Bitte beantworte anhand des folgenden Textabschnitts: Wie stark war das Flugzeug besetzt?

§ TEXTABSCHNITT:
──────────
Mir hilft die Überzeugung, dass ein Mensch nun einmal eine Aufgabe in seinem Leben hat. Und dies ist meine Aufgabe. Doch auch ich habe ein Recht, ja die Pflicht, im Gleichgewicht zu bleiben, um meine Bestleistung auch in Zukunft zu garantieren. Bis zur Stunde ist mir das auch geglückt. Und zwar dank derselben Theorie, die so vielen meiner Patienten geholfen hat, wieder frei zu werden. Denn ich funktioniere ja nicht anders als meine Patienten, so verschieden und so einmalig wir alle sind.

Das Flugzeug war bis zum letzten Platz besetzt. Vollbeladen mit Menschen, die alle ihre eigenen Erwartungen hatten: Feriengäste, Geschäftsleute, Betagte, die in der Sonne überwintern wollten, Computerspezialisten auf dem Weg zu einem Kongress, Gastarbeiter auf der Heimreise. Wie kann man all diese einmaligen Menschen unter einem Nenner fassen? Wie kann man ein gemeinsames Grundmuster entdecken, das all ihren Handlungen zugrundeliegt, trotz ihrer einmaligen Veranlagungen und einmaligen Lebenserfahrungen?
──────────
[Gespeicherte Einträge des Datensatzes]
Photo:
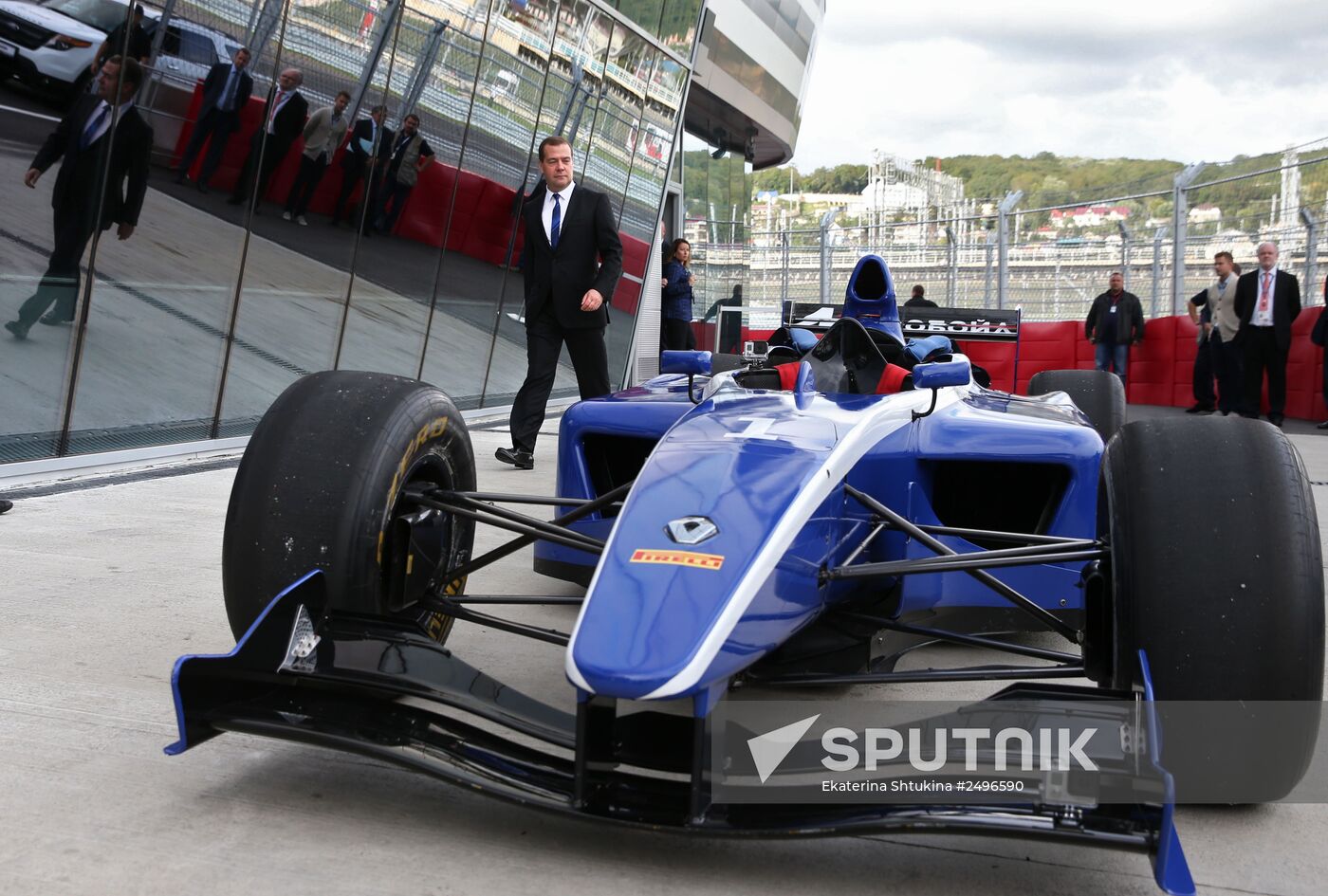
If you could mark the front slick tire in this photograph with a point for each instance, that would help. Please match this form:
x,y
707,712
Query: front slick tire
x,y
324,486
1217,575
──────────
§ LÖSUNG: Es war bis zum letzten Platz besetzt.